**What you will do:** Starting at the line that contains "If you could tag the rear window", transcribe each line exactly through the end of the data below, and skip any pictures.

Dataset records
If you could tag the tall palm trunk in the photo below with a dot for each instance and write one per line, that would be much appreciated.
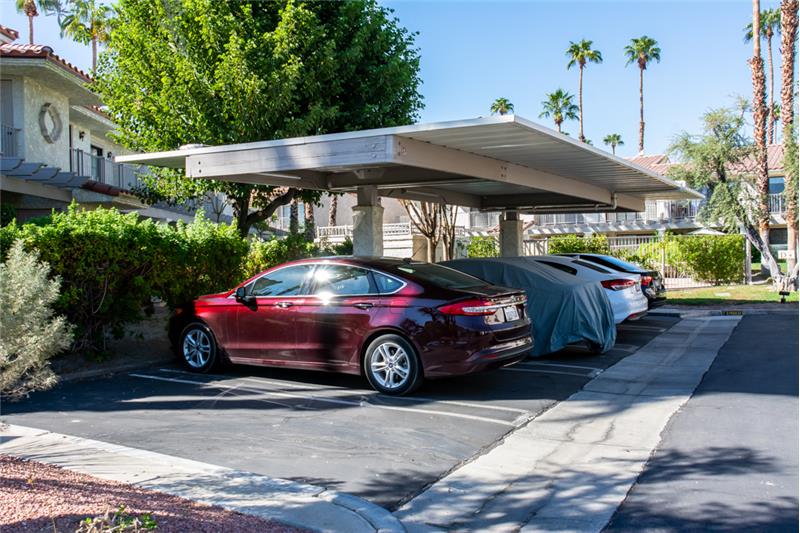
(332, 210)
(759, 128)
(294, 223)
(788, 38)
(771, 110)
(580, 103)
(641, 109)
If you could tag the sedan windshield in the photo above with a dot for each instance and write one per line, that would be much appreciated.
(441, 276)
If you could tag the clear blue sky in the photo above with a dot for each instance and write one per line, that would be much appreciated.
(474, 52)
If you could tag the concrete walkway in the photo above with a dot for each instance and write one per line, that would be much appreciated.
(571, 467)
(293, 503)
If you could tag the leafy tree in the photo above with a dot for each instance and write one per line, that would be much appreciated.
(770, 25)
(613, 140)
(87, 21)
(31, 8)
(790, 155)
(712, 162)
(560, 106)
(641, 51)
(502, 106)
(579, 54)
(215, 73)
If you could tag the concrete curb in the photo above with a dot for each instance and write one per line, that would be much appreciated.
(298, 504)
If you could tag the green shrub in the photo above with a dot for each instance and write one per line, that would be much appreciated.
(8, 213)
(714, 258)
(29, 333)
(266, 254)
(483, 247)
(595, 243)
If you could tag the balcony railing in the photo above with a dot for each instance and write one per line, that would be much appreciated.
(103, 170)
(10, 141)
(661, 211)
(777, 203)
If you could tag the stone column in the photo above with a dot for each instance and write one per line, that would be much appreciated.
(511, 235)
(368, 223)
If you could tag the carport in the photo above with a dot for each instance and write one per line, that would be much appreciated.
(504, 163)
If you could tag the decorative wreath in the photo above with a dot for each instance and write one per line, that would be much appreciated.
(50, 132)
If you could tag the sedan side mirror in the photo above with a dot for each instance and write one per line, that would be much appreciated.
(241, 295)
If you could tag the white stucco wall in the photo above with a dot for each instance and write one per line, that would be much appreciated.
(37, 149)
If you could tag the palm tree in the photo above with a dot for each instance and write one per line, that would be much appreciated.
(759, 127)
(560, 106)
(642, 51)
(31, 8)
(770, 25)
(502, 106)
(613, 140)
(788, 43)
(579, 54)
(88, 21)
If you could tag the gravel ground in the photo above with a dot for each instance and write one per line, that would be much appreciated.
(35, 495)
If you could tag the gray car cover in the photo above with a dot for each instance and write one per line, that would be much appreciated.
(563, 308)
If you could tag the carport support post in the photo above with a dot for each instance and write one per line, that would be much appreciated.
(511, 235)
(368, 223)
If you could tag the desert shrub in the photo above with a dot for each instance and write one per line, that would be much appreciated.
(483, 247)
(595, 243)
(30, 334)
(714, 258)
(119, 521)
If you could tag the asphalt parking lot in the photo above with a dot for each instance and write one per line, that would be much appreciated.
(325, 429)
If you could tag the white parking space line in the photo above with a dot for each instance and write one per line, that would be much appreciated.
(367, 393)
(516, 368)
(639, 327)
(337, 401)
(528, 363)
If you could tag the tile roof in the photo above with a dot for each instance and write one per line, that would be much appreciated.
(43, 52)
(10, 33)
(660, 163)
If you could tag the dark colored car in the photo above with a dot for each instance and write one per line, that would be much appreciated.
(395, 321)
(652, 282)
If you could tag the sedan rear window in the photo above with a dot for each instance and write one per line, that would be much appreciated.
(441, 276)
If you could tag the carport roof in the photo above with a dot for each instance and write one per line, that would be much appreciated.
(492, 163)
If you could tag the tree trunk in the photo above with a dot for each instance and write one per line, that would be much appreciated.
(641, 110)
(759, 128)
(580, 104)
(294, 223)
(334, 204)
(788, 40)
(771, 98)
(309, 228)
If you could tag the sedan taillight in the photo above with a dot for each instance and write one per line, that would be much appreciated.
(473, 307)
(618, 284)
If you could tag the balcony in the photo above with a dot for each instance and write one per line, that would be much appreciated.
(105, 171)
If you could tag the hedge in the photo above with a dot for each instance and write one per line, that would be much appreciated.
(113, 264)
(595, 243)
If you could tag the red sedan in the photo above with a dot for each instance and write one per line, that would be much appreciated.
(394, 321)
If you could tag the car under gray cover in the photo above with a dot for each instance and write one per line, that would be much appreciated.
(563, 309)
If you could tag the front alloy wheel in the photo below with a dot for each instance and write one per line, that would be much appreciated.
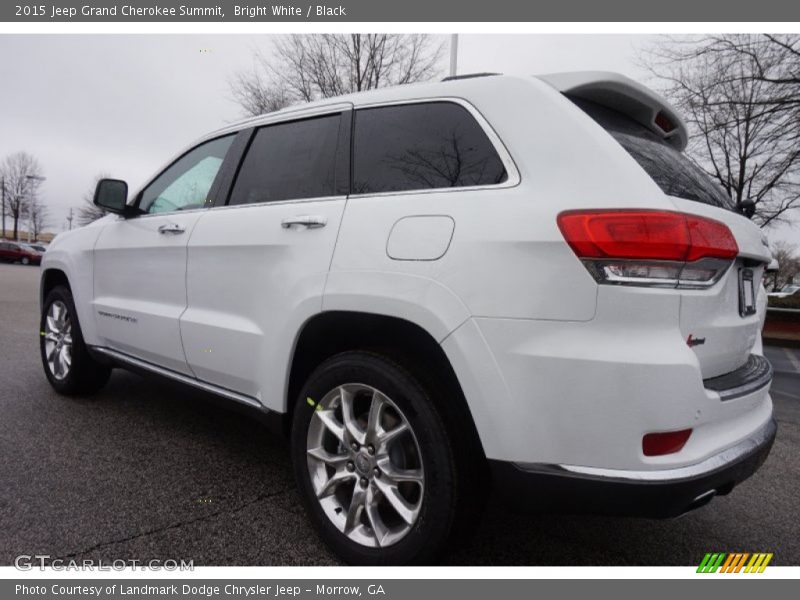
(69, 367)
(58, 340)
(365, 465)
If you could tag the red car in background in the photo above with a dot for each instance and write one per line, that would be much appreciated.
(16, 252)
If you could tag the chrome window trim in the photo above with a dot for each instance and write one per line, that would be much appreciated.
(279, 202)
(512, 171)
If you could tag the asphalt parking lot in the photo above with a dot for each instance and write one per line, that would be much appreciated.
(145, 470)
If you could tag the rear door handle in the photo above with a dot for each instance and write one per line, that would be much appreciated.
(171, 228)
(307, 221)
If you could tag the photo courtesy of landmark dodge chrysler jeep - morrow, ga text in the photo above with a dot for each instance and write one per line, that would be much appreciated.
(490, 282)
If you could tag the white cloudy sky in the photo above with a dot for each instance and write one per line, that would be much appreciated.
(124, 104)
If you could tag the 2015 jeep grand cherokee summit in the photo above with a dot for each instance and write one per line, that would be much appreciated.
(435, 286)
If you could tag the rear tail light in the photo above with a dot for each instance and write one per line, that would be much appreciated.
(670, 442)
(649, 247)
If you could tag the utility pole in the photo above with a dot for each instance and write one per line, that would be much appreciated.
(3, 188)
(453, 55)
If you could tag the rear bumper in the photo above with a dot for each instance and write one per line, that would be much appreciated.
(654, 493)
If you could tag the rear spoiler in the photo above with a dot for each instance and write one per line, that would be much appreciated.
(624, 95)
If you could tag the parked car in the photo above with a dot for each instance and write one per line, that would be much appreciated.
(18, 252)
(786, 291)
(436, 289)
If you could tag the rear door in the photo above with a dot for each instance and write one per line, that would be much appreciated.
(140, 262)
(257, 264)
(722, 323)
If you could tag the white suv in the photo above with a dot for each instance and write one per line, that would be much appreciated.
(520, 282)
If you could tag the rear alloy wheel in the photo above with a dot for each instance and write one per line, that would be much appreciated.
(365, 465)
(69, 367)
(374, 462)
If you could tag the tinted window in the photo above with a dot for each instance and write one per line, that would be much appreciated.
(421, 146)
(187, 182)
(290, 161)
(672, 170)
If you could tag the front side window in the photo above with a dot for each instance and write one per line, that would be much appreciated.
(187, 182)
(290, 161)
(420, 147)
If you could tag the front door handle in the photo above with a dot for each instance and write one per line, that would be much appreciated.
(307, 221)
(171, 228)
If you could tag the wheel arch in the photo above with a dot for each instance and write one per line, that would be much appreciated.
(51, 278)
(331, 332)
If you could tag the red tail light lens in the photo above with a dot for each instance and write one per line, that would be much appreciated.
(649, 247)
(670, 442)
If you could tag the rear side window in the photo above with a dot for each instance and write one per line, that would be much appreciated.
(672, 170)
(289, 161)
(420, 147)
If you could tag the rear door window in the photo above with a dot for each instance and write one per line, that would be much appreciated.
(420, 147)
(672, 170)
(290, 161)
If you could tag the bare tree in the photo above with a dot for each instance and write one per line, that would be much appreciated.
(22, 176)
(302, 68)
(88, 211)
(788, 259)
(38, 215)
(742, 113)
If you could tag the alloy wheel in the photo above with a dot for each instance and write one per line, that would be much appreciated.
(365, 465)
(58, 340)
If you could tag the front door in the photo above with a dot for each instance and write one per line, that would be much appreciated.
(257, 266)
(140, 262)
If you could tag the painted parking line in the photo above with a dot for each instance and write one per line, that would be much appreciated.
(793, 359)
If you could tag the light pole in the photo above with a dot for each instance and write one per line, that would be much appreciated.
(3, 188)
(453, 54)
(30, 203)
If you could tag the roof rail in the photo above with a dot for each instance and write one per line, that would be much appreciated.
(469, 76)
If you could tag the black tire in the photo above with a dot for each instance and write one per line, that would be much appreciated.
(85, 375)
(445, 495)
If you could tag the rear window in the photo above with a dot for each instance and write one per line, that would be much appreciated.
(672, 170)
(420, 147)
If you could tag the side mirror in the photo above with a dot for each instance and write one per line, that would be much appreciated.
(112, 195)
(773, 266)
(747, 207)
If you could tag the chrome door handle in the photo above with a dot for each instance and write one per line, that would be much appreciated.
(307, 221)
(171, 228)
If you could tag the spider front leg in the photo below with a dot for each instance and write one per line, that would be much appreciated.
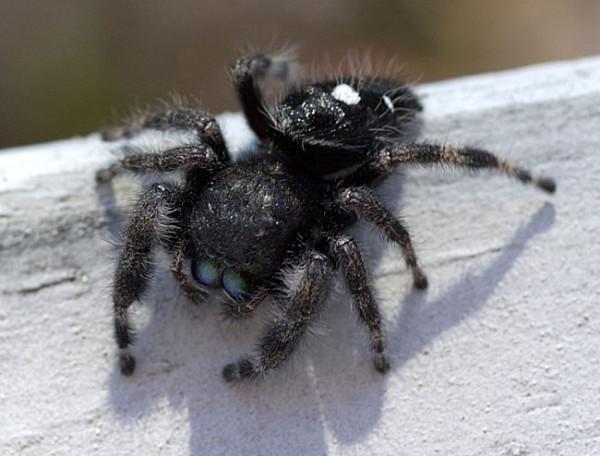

**Output for this exercise:**
If you could tag the rear window in the photo above with a dot for each instance and write one per line, that would be much appreciated.
(672, 170)
(420, 147)
If you could tag the side mirror in the photo above with a dot for each instance and write one per line, that would be much appreciated.
(112, 195)
(773, 266)
(747, 207)
If you could tag the chrome door handle in the photo above with a dot for each instance and write one per line, that would be much appreciated.
(307, 221)
(171, 228)
If you could tag the spider front leg in the photo below with a dot for each instance and write one per line, that would be much appreciated.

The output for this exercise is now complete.